Saved entries
⟨
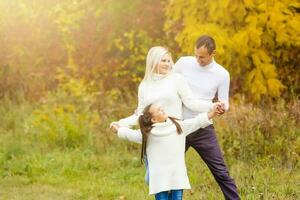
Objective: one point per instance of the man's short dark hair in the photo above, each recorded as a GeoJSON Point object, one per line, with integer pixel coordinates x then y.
{"type": "Point", "coordinates": [207, 42]}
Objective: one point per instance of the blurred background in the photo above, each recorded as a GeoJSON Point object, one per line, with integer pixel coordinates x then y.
{"type": "Point", "coordinates": [68, 68]}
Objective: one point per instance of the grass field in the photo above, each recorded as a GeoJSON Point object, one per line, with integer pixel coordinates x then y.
{"type": "Point", "coordinates": [262, 155]}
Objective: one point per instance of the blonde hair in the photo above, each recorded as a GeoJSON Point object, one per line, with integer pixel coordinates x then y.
{"type": "Point", "coordinates": [154, 56]}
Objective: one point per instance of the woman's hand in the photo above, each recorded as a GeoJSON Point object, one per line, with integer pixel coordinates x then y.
{"type": "Point", "coordinates": [114, 127]}
{"type": "Point", "coordinates": [219, 108]}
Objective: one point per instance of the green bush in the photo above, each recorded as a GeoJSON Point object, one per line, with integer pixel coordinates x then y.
{"type": "Point", "coordinates": [248, 132]}
{"type": "Point", "coordinates": [65, 118]}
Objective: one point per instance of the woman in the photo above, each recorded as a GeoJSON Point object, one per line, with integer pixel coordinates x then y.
{"type": "Point", "coordinates": [163, 141]}
{"type": "Point", "coordinates": [164, 88]}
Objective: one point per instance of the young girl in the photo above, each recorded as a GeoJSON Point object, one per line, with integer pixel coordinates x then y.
{"type": "Point", "coordinates": [163, 141]}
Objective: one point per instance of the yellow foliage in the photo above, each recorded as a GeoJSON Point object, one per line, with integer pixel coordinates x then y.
{"type": "Point", "coordinates": [249, 34]}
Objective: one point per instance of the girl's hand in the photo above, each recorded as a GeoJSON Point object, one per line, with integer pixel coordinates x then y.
{"type": "Point", "coordinates": [114, 127]}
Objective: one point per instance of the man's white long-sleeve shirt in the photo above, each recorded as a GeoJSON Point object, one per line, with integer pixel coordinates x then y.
{"type": "Point", "coordinates": [204, 81]}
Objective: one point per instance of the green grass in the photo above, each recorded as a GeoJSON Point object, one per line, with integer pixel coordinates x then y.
{"type": "Point", "coordinates": [116, 173]}
{"type": "Point", "coordinates": [261, 147]}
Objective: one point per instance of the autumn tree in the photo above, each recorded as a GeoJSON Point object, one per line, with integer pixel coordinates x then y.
{"type": "Point", "coordinates": [254, 38]}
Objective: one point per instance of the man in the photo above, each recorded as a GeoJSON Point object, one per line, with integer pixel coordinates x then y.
{"type": "Point", "coordinates": [207, 78]}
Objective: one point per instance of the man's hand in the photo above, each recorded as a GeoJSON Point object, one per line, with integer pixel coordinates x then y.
{"type": "Point", "coordinates": [114, 127]}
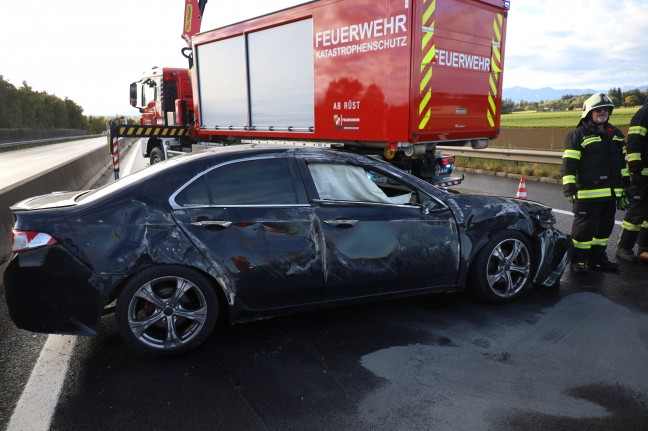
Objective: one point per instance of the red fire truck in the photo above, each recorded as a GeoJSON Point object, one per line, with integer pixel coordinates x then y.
{"type": "Point", "coordinates": [393, 78]}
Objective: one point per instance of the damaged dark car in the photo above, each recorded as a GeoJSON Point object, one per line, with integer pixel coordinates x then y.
{"type": "Point", "coordinates": [246, 232]}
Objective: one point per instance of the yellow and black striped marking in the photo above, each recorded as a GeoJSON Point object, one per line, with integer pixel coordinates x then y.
{"type": "Point", "coordinates": [131, 131]}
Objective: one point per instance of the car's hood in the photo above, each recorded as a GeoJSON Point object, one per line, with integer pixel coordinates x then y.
{"type": "Point", "coordinates": [471, 209]}
{"type": "Point", "coordinates": [52, 200]}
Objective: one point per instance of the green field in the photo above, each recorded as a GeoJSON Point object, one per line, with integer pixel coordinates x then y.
{"type": "Point", "coordinates": [620, 118]}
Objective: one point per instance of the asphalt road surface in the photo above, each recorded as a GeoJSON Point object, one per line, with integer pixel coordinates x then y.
{"type": "Point", "coordinates": [573, 358]}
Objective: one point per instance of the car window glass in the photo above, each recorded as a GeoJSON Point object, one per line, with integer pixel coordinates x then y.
{"type": "Point", "coordinates": [252, 182]}
{"type": "Point", "coordinates": [355, 183]}
{"type": "Point", "coordinates": [195, 194]}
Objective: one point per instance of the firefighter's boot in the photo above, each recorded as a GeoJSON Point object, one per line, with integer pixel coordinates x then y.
{"type": "Point", "coordinates": [627, 254]}
{"type": "Point", "coordinates": [599, 260]}
{"type": "Point", "coordinates": [579, 266]}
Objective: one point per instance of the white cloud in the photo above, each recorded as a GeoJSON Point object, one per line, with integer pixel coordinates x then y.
{"type": "Point", "coordinates": [576, 44]}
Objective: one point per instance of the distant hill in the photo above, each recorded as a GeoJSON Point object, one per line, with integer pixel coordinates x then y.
{"type": "Point", "coordinates": [547, 93]}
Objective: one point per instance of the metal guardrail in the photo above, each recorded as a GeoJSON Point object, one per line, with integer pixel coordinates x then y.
{"type": "Point", "coordinates": [529, 156]}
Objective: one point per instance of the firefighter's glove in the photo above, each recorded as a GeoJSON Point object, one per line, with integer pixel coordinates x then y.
{"type": "Point", "coordinates": [623, 203]}
{"type": "Point", "coordinates": [570, 191]}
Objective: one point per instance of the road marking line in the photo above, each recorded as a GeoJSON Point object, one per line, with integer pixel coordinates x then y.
{"type": "Point", "coordinates": [36, 406]}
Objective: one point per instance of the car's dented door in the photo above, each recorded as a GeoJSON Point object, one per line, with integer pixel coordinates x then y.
{"type": "Point", "coordinates": [268, 249]}
{"type": "Point", "coordinates": [373, 248]}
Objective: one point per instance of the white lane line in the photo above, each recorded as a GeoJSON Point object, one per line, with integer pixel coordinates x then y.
{"type": "Point", "coordinates": [36, 406]}
{"type": "Point", "coordinates": [572, 214]}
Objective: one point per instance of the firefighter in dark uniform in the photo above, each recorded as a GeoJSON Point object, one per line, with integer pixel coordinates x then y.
{"type": "Point", "coordinates": [593, 167]}
{"type": "Point", "coordinates": [635, 223]}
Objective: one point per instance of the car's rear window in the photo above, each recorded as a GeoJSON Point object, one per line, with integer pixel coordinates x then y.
{"type": "Point", "coordinates": [252, 182]}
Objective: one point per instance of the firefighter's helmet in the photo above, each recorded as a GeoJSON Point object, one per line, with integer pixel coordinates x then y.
{"type": "Point", "coordinates": [598, 100]}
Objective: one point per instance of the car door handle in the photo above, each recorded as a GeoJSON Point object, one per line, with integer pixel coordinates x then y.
{"type": "Point", "coordinates": [217, 223]}
{"type": "Point", "coordinates": [342, 222]}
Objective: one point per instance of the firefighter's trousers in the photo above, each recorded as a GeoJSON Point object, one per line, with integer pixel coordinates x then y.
{"type": "Point", "coordinates": [593, 224]}
{"type": "Point", "coordinates": [635, 222]}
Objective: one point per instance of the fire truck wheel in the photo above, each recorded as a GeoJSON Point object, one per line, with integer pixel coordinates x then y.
{"type": "Point", "coordinates": [156, 155]}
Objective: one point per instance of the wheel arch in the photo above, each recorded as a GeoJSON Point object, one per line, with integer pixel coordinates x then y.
{"type": "Point", "coordinates": [480, 247]}
{"type": "Point", "coordinates": [224, 311]}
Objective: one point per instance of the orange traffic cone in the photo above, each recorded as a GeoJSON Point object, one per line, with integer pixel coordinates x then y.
{"type": "Point", "coordinates": [521, 194]}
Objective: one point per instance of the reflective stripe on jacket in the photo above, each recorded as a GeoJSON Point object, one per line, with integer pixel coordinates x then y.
{"type": "Point", "coordinates": [594, 162]}
{"type": "Point", "coordinates": [637, 146]}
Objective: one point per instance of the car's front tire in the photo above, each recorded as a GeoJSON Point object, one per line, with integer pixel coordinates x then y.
{"type": "Point", "coordinates": [502, 270]}
{"type": "Point", "coordinates": [166, 310]}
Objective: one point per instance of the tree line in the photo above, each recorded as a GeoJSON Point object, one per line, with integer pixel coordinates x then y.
{"type": "Point", "coordinates": [24, 108]}
{"type": "Point", "coordinates": [570, 102]}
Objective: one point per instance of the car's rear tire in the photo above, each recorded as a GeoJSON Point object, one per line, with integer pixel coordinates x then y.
{"type": "Point", "coordinates": [156, 156]}
{"type": "Point", "coordinates": [502, 270]}
{"type": "Point", "coordinates": [166, 310]}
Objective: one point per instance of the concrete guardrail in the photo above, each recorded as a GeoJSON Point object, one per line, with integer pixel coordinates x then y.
{"type": "Point", "coordinates": [78, 174]}
{"type": "Point", "coordinates": [526, 156]}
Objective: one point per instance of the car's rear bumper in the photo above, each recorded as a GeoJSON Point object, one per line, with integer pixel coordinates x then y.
{"type": "Point", "coordinates": [49, 290]}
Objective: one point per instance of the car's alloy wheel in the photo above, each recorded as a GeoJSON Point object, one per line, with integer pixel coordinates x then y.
{"type": "Point", "coordinates": [502, 270]}
{"type": "Point", "coordinates": [166, 310]}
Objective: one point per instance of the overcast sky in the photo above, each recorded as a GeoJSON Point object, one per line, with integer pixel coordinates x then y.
{"type": "Point", "coordinates": [90, 51]}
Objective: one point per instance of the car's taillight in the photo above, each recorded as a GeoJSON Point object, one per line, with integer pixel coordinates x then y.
{"type": "Point", "coordinates": [22, 240]}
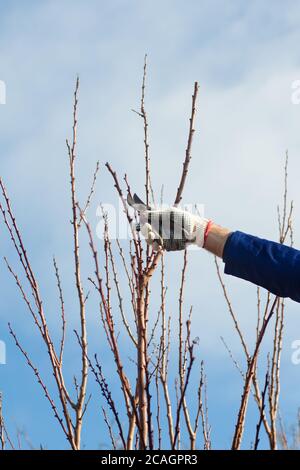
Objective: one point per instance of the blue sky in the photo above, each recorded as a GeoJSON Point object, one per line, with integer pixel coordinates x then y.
{"type": "Point", "coordinates": [245, 57]}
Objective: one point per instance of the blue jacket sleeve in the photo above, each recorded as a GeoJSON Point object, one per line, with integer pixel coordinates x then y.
{"type": "Point", "coordinates": [265, 263]}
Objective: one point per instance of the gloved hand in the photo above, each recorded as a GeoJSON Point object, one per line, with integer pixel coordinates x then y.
{"type": "Point", "coordinates": [171, 229]}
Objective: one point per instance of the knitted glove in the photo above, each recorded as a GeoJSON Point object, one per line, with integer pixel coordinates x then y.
{"type": "Point", "coordinates": [171, 229]}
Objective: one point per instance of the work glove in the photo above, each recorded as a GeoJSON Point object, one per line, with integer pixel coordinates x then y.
{"type": "Point", "coordinates": [171, 229]}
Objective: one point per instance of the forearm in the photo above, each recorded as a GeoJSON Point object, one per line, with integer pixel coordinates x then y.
{"type": "Point", "coordinates": [265, 263]}
{"type": "Point", "coordinates": [216, 239]}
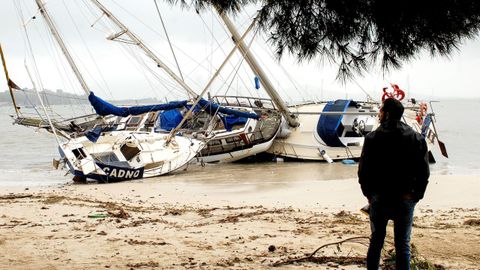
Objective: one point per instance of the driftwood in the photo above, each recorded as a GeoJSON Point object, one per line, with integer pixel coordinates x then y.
{"type": "Point", "coordinates": [344, 260]}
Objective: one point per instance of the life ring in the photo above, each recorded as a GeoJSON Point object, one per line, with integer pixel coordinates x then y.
{"type": "Point", "coordinates": [397, 93]}
{"type": "Point", "coordinates": [422, 112]}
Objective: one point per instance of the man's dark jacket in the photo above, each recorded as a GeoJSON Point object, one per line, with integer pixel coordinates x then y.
{"type": "Point", "coordinates": [394, 162]}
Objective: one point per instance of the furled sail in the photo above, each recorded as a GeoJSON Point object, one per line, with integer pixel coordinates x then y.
{"type": "Point", "coordinates": [104, 108]}
{"type": "Point", "coordinates": [213, 108]}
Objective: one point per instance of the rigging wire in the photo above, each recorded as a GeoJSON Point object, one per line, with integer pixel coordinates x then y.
{"type": "Point", "coordinates": [242, 59]}
{"type": "Point", "coordinates": [168, 39]}
{"type": "Point", "coordinates": [39, 81]}
{"type": "Point", "coordinates": [100, 73]}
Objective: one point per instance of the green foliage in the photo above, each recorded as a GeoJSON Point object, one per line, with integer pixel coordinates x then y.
{"type": "Point", "coordinates": [359, 34]}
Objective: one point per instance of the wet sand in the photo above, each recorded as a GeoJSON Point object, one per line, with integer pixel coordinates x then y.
{"type": "Point", "coordinates": [236, 220]}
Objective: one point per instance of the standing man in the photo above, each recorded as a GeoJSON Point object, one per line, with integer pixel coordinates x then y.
{"type": "Point", "coordinates": [393, 174]}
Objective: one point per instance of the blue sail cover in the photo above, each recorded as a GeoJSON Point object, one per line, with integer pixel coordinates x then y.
{"type": "Point", "coordinates": [104, 108]}
{"type": "Point", "coordinates": [213, 108]}
{"type": "Point", "coordinates": [328, 125]}
{"type": "Point", "coordinates": [170, 119]}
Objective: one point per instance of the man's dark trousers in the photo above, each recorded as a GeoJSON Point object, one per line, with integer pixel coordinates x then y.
{"type": "Point", "coordinates": [401, 212]}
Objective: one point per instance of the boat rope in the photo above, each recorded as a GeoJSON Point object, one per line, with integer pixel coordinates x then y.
{"type": "Point", "coordinates": [187, 115]}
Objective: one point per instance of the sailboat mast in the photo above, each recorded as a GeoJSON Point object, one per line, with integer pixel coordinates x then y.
{"type": "Point", "coordinates": [63, 47]}
{"type": "Point", "coordinates": [252, 62]}
{"type": "Point", "coordinates": [8, 81]}
{"type": "Point", "coordinates": [138, 42]}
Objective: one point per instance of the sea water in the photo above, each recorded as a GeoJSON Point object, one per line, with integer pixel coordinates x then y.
{"type": "Point", "coordinates": [26, 155]}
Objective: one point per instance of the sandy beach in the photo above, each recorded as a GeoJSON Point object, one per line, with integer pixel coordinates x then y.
{"type": "Point", "coordinates": [170, 223]}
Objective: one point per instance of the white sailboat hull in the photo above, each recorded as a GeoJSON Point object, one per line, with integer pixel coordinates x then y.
{"type": "Point", "coordinates": [303, 142]}
{"type": "Point", "coordinates": [128, 155]}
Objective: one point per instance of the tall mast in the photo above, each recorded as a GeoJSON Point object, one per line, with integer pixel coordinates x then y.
{"type": "Point", "coordinates": [58, 38]}
{"type": "Point", "coordinates": [252, 62]}
{"type": "Point", "coordinates": [8, 81]}
{"type": "Point", "coordinates": [138, 42]}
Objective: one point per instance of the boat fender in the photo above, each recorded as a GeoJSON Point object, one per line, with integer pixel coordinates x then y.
{"type": "Point", "coordinates": [284, 130]}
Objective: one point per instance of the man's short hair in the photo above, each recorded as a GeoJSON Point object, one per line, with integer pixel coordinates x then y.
{"type": "Point", "coordinates": [394, 108]}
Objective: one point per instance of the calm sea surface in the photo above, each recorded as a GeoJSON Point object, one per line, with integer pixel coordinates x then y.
{"type": "Point", "coordinates": [26, 155]}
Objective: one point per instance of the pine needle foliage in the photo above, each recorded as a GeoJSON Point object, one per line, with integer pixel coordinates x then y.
{"type": "Point", "coordinates": [357, 35]}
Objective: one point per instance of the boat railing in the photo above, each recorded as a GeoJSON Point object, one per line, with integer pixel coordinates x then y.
{"type": "Point", "coordinates": [241, 101]}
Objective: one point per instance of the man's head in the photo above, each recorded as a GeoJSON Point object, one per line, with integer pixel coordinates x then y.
{"type": "Point", "coordinates": [391, 109]}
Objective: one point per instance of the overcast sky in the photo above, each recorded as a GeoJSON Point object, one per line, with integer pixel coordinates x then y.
{"type": "Point", "coordinates": [108, 67]}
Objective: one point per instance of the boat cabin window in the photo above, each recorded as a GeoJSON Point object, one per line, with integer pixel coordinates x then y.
{"type": "Point", "coordinates": [129, 152]}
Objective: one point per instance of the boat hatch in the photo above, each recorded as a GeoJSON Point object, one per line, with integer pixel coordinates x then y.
{"type": "Point", "coordinates": [79, 153]}
{"type": "Point", "coordinates": [133, 122]}
{"type": "Point", "coordinates": [129, 152]}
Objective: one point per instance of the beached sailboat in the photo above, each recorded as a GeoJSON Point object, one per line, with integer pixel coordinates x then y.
{"type": "Point", "coordinates": [114, 154]}
{"type": "Point", "coordinates": [331, 130]}
{"type": "Point", "coordinates": [234, 130]}
{"type": "Point", "coordinates": [121, 143]}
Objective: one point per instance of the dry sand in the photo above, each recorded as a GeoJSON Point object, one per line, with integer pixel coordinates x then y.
{"type": "Point", "coordinates": [170, 223]}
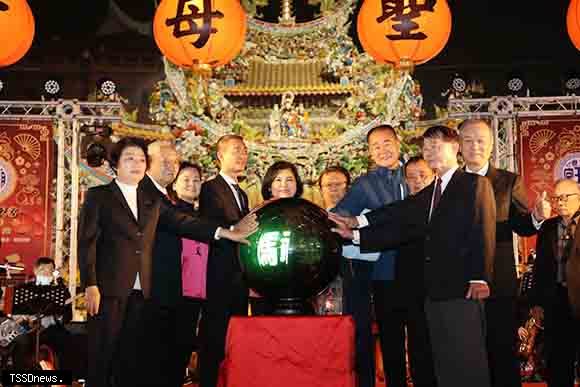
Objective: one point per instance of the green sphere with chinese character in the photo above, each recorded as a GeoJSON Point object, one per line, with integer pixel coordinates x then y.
{"type": "Point", "coordinates": [293, 255]}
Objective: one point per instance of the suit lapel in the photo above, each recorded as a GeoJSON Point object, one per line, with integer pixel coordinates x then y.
{"type": "Point", "coordinates": [492, 176]}
{"type": "Point", "coordinates": [230, 195]}
{"type": "Point", "coordinates": [446, 197]}
{"type": "Point", "coordinates": [554, 238]}
{"type": "Point", "coordinates": [144, 206]}
{"type": "Point", "coordinates": [119, 195]}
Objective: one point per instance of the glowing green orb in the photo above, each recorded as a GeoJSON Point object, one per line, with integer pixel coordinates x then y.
{"type": "Point", "coordinates": [293, 255]}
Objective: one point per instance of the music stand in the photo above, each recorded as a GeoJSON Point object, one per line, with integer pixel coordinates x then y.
{"type": "Point", "coordinates": [40, 301]}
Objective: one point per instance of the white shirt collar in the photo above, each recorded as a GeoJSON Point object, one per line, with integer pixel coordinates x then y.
{"type": "Point", "coordinates": [162, 189]}
{"type": "Point", "coordinates": [230, 180]}
{"type": "Point", "coordinates": [446, 177]}
{"type": "Point", "coordinates": [481, 172]}
{"type": "Point", "coordinates": [126, 187]}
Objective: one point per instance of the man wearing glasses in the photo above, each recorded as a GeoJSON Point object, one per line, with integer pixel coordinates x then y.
{"type": "Point", "coordinates": [555, 293]}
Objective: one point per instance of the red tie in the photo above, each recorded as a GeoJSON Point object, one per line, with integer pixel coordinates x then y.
{"type": "Point", "coordinates": [436, 196]}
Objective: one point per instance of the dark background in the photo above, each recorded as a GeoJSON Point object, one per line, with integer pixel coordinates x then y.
{"type": "Point", "coordinates": [79, 43]}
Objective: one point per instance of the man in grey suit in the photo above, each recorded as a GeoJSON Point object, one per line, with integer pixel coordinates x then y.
{"type": "Point", "coordinates": [453, 219]}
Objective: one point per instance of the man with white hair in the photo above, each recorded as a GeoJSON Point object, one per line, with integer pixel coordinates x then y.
{"type": "Point", "coordinates": [167, 317]}
{"type": "Point", "coordinates": [555, 293]}
{"type": "Point", "coordinates": [512, 216]}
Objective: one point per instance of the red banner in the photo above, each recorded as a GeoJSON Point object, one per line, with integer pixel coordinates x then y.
{"type": "Point", "coordinates": [549, 150]}
{"type": "Point", "coordinates": [26, 173]}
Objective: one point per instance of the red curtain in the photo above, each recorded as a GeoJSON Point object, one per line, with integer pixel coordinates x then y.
{"type": "Point", "coordinates": [25, 191]}
{"type": "Point", "coordinates": [549, 149]}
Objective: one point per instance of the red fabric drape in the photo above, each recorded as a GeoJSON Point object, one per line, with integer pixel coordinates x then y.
{"type": "Point", "coordinates": [289, 351]}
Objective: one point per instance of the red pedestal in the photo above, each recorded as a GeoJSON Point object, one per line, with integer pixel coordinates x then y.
{"type": "Point", "coordinates": [289, 352]}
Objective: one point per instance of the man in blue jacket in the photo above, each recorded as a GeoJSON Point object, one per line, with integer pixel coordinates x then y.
{"type": "Point", "coordinates": [381, 186]}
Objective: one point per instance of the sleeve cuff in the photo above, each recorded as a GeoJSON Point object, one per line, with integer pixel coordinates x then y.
{"type": "Point", "coordinates": [356, 237]}
{"type": "Point", "coordinates": [537, 224]}
{"type": "Point", "coordinates": [216, 235]}
{"type": "Point", "coordinates": [362, 221]}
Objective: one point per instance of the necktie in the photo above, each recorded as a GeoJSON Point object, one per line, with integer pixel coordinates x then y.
{"type": "Point", "coordinates": [436, 196]}
{"type": "Point", "coordinates": [241, 198]}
⟩
## [WHAT IS NEEDED]
Set down, exactly as they appear, the line holding "Objective: one point per instance of the sleeve" and every line after it until the records end.

## [OUTPUT FOR THIS EXERCISE]
Objective: one point per instance of the sleeve cuff in the photo above, each recorded as a GeoJSON Point object, one per line, with integer pixel coordinates x then y.
{"type": "Point", "coordinates": [356, 237]}
{"type": "Point", "coordinates": [537, 224]}
{"type": "Point", "coordinates": [216, 235]}
{"type": "Point", "coordinates": [362, 221]}
Objective: one point per instance of the necktie in the photo above, each recorded as a GeoJSON Point object, one per line, with integer pixel coordinates x then y.
{"type": "Point", "coordinates": [436, 196]}
{"type": "Point", "coordinates": [241, 198]}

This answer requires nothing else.